Task to complete
Output each line of the data word for word, from the first through the line that holds "[[79, 544], [157, 862], [509, 890]]", and leave off whatever follows.

Referring expression pointing data:

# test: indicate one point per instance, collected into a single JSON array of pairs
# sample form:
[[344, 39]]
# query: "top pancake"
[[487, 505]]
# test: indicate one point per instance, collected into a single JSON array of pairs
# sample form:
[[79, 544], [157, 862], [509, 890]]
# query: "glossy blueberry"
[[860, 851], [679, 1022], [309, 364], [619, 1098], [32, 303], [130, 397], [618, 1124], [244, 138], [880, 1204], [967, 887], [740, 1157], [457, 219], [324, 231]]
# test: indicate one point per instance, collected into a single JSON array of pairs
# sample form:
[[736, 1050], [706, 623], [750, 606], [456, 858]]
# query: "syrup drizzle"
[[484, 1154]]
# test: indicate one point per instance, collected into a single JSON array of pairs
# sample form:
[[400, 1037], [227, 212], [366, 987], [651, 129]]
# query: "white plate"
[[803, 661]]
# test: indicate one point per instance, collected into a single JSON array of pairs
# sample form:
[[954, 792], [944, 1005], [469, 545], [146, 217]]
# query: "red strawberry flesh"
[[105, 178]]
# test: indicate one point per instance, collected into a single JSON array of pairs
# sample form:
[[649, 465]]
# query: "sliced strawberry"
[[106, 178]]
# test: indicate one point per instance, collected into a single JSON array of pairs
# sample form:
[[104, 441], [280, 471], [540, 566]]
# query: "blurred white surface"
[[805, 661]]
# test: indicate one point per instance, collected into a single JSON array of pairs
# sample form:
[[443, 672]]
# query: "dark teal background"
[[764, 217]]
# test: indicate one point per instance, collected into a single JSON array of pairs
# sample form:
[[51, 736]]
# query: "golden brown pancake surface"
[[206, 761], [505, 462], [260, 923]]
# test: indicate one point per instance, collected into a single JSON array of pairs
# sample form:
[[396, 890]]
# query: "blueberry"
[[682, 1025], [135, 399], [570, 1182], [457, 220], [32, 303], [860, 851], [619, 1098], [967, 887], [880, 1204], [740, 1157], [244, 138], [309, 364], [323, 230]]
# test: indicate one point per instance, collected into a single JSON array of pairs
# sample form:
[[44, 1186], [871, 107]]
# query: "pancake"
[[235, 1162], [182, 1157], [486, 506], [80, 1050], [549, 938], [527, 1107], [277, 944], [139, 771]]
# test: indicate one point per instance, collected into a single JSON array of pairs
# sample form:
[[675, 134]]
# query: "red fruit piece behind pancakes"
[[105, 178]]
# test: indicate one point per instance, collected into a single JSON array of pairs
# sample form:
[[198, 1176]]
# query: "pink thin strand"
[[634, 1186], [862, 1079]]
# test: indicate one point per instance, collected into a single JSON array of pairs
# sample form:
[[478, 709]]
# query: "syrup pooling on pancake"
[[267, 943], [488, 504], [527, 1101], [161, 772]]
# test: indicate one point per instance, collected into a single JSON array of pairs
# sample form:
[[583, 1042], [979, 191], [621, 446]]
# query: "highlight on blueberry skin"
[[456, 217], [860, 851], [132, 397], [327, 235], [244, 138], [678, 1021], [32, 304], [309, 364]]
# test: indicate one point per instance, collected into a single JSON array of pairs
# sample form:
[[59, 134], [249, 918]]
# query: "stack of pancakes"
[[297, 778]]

Your response
# test: indicate one point per instance, collected into a single JSON array of pairs
# sample form:
[[344, 39]]
# query: "top pancake"
[[487, 505]]
# test: indicate one point per instance, collected into a single JSON array of pairs
# sample form:
[[79, 544], [157, 862], [509, 890]]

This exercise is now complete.